● TASK A
Answer these questions about the reply concerning a psychiatrist:
(i) How does the writer say it is not uncommon to feel after leaving the current doctor's office?
(ii) For how long has the writer managed to keep seeing the current doctor?
(iii) What two reasons does the writer give for feeling positive about the new psychiatrist?
● TASK B
In the reply concerning a psychiatrist, rewrite the stretch from "Anyway, sorry if" through "past this point.", replacing "embarrassed" with "ashamed".

Anyway, sorry if this answer got more detailed than you were looking for haha But I just wanted to clarify a little more what my complaint is with her as a doctor, because it's really not about her pushing or saying things I don't want to hear but just the overall negative approach she brings to our sessions that I don't respond to. As I mentioned, it's not uncommon for me to leave her office embarrassed or upset - that's not the result of constructive feedback in my opinion. When I left my former psychiatrist's office and when I leave my therapist's office after they've told me some truths I've been avoiding, it's usually a feeling of having a lot to think about and maybe a heaviness/"oh god I don't want to do this" feeling but still a sense that things are headed in a positive direction if I can get past this point.

You're right that mental illness can make you very good at avoiding things that are unpleasant - it feels so much safer that way - and that the point of getting treatment isn't to find someone who enables you to stand still. But I just need a more positive, gentler approach or it ends up going the other way and I feel like "oh yeah, it actually is a lot better to stay where I am and just steer clear of this feeling rather than open up to get help", which is how she's started to make me feel and that would be dangerous if she were the only person I was seeing for treatment and I didn't have a therapist who helped me learn to get past that feeling. Funnily enough, I think your post is actually a good example of what I mean because I was letting myself get so keen to avoid this person who I've managed to survive seeing for over a year, but reading your post helped me kind of step back and ask myself if I was really going to risk disrupting my treatment and having to jump through hoops with multiple doctors rather than doing something that objectively isn't so bad and makes the most sense. It wasn't pleasant to have to make that realization, but your post was helpful in not tearing me down or saying I was silly for doing this or that, but just offering a different perspective that helped me see past what my head was telling me ("avoid, avoid, avoid!!" haha). So thanks and I hope this has kind of cleared up what I was describing about my current doctor - her approach would be fine for some, but just causes me extra stress and grief.  I'm feeling positive about the new psychiatrist as she has a good reputation and I know someone who has had a good experience with her - so fingers crossed it will all work out! I appreciate your feedback and will keep it in mind moving forward. I hope that if you ever decide to try therapy again you have a better experience; it can definitely be tricky to find a good fit but when you do it's nice to have someone you know is rooting for you and who you can share your successes (and failures) with. Good luck with your recovery!

● RECORDS PROVIDED
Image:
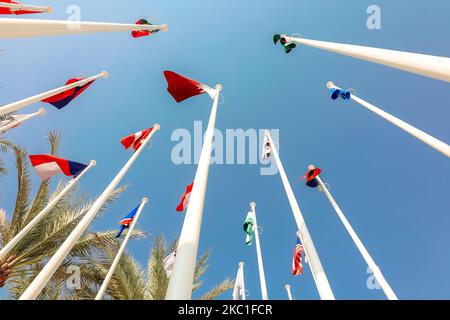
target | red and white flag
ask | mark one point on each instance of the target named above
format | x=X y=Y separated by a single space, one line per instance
x=184 y=203
x=182 y=88
x=136 y=139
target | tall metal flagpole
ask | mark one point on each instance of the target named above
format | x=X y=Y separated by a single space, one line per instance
x=362 y=249
x=18 y=6
x=15 y=28
x=288 y=290
x=14 y=241
x=18 y=122
x=262 y=277
x=15 y=106
x=438 y=145
x=426 y=65
x=113 y=267
x=182 y=278
x=52 y=265
x=320 y=278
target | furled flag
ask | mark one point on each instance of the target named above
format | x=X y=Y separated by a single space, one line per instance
x=62 y=99
x=16 y=12
x=142 y=33
x=297 y=265
x=168 y=263
x=136 y=139
x=249 y=229
x=184 y=203
x=126 y=222
x=48 y=166
x=182 y=88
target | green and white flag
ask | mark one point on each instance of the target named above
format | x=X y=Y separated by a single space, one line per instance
x=249 y=229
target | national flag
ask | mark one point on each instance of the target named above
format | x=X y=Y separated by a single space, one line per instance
x=142 y=33
x=136 y=139
x=249 y=228
x=168 y=263
x=126 y=221
x=4 y=10
x=62 y=99
x=184 y=203
x=48 y=166
x=297 y=265
x=182 y=88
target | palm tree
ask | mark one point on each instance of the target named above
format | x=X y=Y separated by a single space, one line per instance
x=25 y=261
x=132 y=282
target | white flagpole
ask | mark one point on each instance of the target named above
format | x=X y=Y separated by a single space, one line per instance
x=14 y=241
x=288 y=290
x=52 y=265
x=362 y=249
x=18 y=6
x=16 y=123
x=16 y=106
x=181 y=281
x=320 y=278
x=438 y=145
x=113 y=267
x=15 y=28
x=426 y=65
x=262 y=277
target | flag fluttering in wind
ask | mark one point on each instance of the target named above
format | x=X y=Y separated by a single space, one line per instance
x=12 y=7
x=136 y=139
x=62 y=99
x=297 y=265
x=336 y=92
x=143 y=33
x=168 y=263
x=48 y=166
x=287 y=46
x=126 y=221
x=249 y=229
x=184 y=202
x=182 y=88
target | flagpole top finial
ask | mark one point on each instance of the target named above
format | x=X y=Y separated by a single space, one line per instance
x=164 y=27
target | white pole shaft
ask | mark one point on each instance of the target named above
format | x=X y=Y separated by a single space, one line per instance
x=113 y=267
x=438 y=145
x=262 y=277
x=14 y=241
x=22 y=120
x=181 y=281
x=52 y=265
x=16 y=106
x=320 y=278
x=16 y=28
x=362 y=249
x=427 y=65
x=288 y=290
x=26 y=7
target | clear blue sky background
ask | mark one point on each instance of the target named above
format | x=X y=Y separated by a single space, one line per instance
x=393 y=189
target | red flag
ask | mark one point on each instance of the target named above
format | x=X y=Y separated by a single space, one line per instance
x=16 y=12
x=136 y=139
x=184 y=203
x=182 y=88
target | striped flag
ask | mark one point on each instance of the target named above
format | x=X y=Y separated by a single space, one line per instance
x=136 y=139
x=297 y=265
x=184 y=202
x=62 y=99
x=48 y=166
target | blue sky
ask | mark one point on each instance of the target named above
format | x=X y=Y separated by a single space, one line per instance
x=393 y=189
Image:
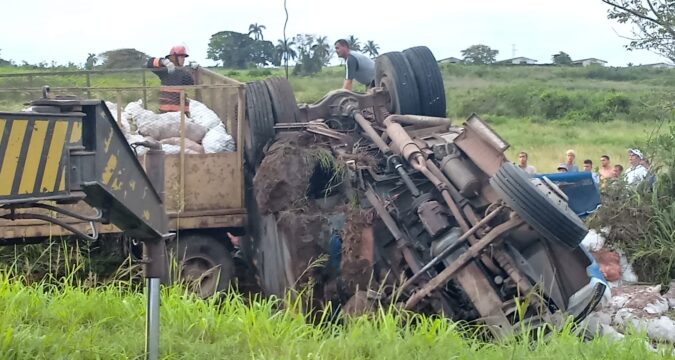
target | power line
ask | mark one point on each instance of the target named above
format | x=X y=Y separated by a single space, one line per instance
x=286 y=40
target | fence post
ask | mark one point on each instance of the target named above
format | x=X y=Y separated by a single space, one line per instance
x=88 y=85
x=145 y=91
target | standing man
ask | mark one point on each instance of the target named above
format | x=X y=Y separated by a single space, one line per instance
x=588 y=167
x=571 y=155
x=359 y=67
x=522 y=163
x=637 y=172
x=171 y=72
x=606 y=169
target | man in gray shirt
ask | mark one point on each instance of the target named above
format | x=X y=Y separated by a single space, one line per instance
x=359 y=67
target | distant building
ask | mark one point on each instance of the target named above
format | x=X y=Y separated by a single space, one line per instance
x=659 y=66
x=521 y=60
x=589 y=62
x=451 y=60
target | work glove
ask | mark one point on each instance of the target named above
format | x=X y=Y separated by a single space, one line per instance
x=170 y=67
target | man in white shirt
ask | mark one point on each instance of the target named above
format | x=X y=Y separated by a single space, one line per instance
x=522 y=163
x=637 y=172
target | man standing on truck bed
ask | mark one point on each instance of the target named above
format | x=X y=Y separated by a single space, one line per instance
x=359 y=67
x=171 y=72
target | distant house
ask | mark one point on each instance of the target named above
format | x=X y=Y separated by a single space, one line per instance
x=450 y=60
x=589 y=61
x=659 y=66
x=521 y=60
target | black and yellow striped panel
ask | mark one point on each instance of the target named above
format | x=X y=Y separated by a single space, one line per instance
x=34 y=154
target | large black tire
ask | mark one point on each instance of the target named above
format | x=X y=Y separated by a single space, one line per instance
x=429 y=80
x=204 y=263
x=540 y=206
x=394 y=74
x=284 y=105
x=260 y=122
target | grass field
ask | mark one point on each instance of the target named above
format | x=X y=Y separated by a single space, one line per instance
x=69 y=322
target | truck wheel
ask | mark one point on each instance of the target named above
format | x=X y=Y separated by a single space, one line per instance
x=539 y=204
x=260 y=122
x=205 y=263
x=429 y=80
x=394 y=74
x=275 y=263
x=284 y=104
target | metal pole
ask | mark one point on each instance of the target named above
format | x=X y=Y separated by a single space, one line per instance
x=88 y=86
x=145 y=90
x=182 y=152
x=152 y=320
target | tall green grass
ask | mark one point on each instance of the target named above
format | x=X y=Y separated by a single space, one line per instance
x=63 y=321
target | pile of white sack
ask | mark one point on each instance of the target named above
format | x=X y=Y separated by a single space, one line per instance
x=204 y=132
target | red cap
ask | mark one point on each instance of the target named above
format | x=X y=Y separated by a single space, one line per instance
x=178 y=50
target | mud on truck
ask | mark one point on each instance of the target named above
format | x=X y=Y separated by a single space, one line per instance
x=375 y=198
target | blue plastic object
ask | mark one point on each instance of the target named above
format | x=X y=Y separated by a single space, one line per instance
x=583 y=192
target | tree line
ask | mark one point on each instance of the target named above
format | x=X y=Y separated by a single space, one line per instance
x=307 y=53
x=653 y=29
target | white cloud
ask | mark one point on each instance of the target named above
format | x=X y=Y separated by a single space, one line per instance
x=67 y=30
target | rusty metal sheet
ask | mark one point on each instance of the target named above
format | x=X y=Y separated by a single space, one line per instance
x=485 y=156
x=212 y=182
x=211 y=221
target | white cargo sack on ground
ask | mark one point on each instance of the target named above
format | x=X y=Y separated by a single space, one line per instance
x=124 y=124
x=189 y=144
x=202 y=115
x=140 y=150
x=174 y=149
x=218 y=140
x=167 y=125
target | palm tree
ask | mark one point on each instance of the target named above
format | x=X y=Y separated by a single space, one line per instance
x=322 y=49
x=284 y=51
x=354 y=43
x=256 y=30
x=372 y=49
x=91 y=61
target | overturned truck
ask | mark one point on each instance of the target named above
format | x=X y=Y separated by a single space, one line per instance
x=378 y=198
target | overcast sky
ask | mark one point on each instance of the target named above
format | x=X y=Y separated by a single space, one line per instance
x=67 y=30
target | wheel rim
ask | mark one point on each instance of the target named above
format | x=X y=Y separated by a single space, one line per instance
x=390 y=104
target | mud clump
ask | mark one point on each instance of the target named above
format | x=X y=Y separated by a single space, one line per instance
x=282 y=180
x=358 y=251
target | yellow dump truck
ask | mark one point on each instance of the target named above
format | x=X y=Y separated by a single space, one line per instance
x=204 y=193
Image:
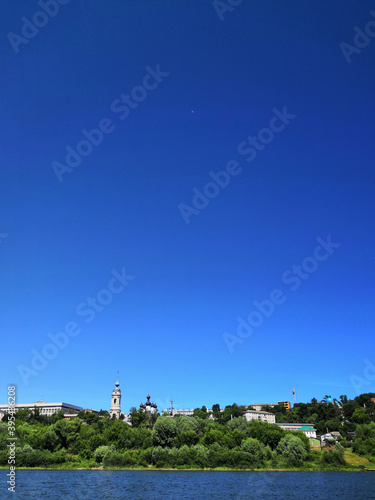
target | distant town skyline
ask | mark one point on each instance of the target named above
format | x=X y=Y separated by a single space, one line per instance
x=180 y=247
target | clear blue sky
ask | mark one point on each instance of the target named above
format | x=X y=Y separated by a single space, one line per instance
x=217 y=84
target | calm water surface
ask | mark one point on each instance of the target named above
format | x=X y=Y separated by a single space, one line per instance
x=190 y=484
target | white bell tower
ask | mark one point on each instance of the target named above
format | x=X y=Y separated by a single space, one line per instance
x=116 y=401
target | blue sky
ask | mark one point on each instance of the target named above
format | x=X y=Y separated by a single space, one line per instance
x=214 y=83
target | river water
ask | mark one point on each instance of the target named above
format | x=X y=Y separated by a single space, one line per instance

● EXERCISE OUTPUT A
(i) Embarrassed or upset.
(ii) Over a year.
(iii) She has a good reputation, and the writer knows someone who has had a good experience with her.

● EXERCISE OUTPUT B
Anyway, sorry if this answer got more detailed than you were looking for haha But I just wanted to clarify a little more what my complaint is with her as a doctor, because it's really not about her pushing or saying things I don't want to hear but just the overall negative approach she brings to our sessions that I don't respond to. As I mentioned, it's not uncommon for me to leave her office ashamed or upset - that's not the result of constructive feedback in my opinion. When I left my former psychiatrist's office and when I leave my therapist's office after they've told me some truths I've been avoiding, it's usually a feeling of having a lot to think about and maybe a heaviness/"oh god I don't want to do this" feeling but still a sense that things are headed in a positive direction if I can get past this point.